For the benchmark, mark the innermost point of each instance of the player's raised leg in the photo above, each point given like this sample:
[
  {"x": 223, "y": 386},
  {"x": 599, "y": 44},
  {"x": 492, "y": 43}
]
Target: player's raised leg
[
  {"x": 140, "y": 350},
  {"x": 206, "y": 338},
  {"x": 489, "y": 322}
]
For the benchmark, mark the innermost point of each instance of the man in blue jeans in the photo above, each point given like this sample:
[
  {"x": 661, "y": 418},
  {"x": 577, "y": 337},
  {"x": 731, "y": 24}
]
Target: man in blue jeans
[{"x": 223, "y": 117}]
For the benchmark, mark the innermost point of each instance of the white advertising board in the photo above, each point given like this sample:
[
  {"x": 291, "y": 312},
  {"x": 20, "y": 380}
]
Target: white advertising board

▸ Short exercise
Render the records from the line containing "of the white" through their end as a JSON list of strings, with one string per line and blank lines omitted.

▸ Full solution
[
  "For the benchmark, mark the innermost point of each instance of the white advertising board in the photo above, each point given like this sample:",
  "[",
  "  {\"x\": 291, \"y\": 312},",
  "  {\"x\": 20, \"y\": 380}",
  "]",
  "Target: white advertising board"
]